* _Supplied passage_
⟨
70% of African American women are unmarried. Although that’s a large amount of unmarried black folk—it’s a harsh reality. Being an African American woman currently on the dating scene, I noticed a few mistakes that we as women make when meeting someone new. These mistakes are the top 4 things that keep us single.

1)    Clingy

Stop being clingy—if you are the clingy type, then stop. It’s not a bad thing to desire the presence of someone you like, but when you are forcing your connection oppose to allowing it to take it’s natural course, you are setting yourself up for heartbreak. I am a strong believer that we all make time for the people and things that are important to us. If you think you need to be clingy to keep his interest, then it’s apparent he’s not that interested in you.

 

2)    Expectations

Have clear expectations when you meet someone new. If you are looking to date long-term, short-term or you’re just “kickin’ it“—take the time to let the prospective dater know. One of our biggest mistakes as women is our inability to be “straight up“.  When a man is solely interested in you sexually, he doesn’t hesitate to tell you. Having clear expectations will save you a lot of time, and from long pointless dates.

 

3)    Don’t Date Potential

For some reason, black women like to date men who have the potential of being a good, employed, or strong man. This kind of behavior needs to stop. You don’t walk on a car lot to purchase a dependable car, and allow the dealer to show you a non-operable car—telling you it has the potential to run.  If you work fulltime and you want your man to work full time then date a man who has a job.  If you’re a Christian woman who wants a church going man, then don’t meet the guy at the club and pray he desires to attend church—date the brother at the church. We have to date a man’s reality not his potential.
⟩
* _Apply what you read_
1 > Answer these questions from the piece on dating mistakes:
(a) What share of African American women are unmarried?
(b) Under "Expectations," which three kinds of dating does the piece name?
(c) Where does the piece say a woman who wants a church going man should date him?
2 > List the numbered headings in the piece on dating mistakes.
3 > Go on with the piece on dating mistakes from its last sentence.
The lines that follow have nothing to do with the piece on dating mistakes.

* _Extracted material_
⟨
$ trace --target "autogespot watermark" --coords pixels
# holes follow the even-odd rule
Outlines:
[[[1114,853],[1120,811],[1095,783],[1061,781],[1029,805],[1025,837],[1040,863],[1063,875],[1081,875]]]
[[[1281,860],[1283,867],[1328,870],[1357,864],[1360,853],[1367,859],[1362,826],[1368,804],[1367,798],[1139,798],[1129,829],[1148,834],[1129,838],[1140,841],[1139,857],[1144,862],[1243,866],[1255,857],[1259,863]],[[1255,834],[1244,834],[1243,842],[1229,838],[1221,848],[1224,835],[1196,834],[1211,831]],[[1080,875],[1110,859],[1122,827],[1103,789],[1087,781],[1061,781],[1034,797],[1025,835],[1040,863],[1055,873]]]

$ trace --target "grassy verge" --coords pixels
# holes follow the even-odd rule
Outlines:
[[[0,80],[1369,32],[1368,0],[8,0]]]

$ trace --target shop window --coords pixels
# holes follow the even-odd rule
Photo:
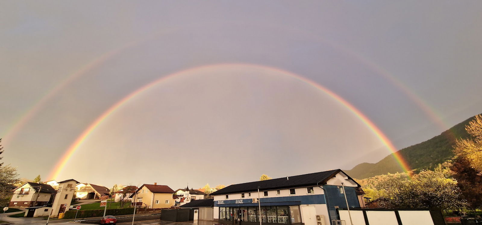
⟩
* _Outputs for the tasks_
1 >
(a) 70%
(b) Long-term, short-term, and "kickin' it"
(c) At the church

2 >
1) Clingy
2) Expectations
3) Don't Date Potential

3 >
 

4)    Do Not Have Sex on the 1st Date

If you’re not looking for a relationship that is solely sexual, then don‘t start the relationship off with sex.  I’m sure it’s been a while since you’ve had “some“, and you’re probably in orgasmic hiatus, but don’t be desperate and careless by being sexually active with a man that you barely know. Many women like to use the philosophy of being a “grown woman” who can handle sexual intercourse without any attachment as their justification for sleeping with men expeditiously. In actually it’s a lie. I do not believe it is humanly possible for a woman to have anything on the inside of her and not be attached. God did not create us that way. If you want something more than sex, then don’t make sex the foundation of your relationship. In other words, make him wait.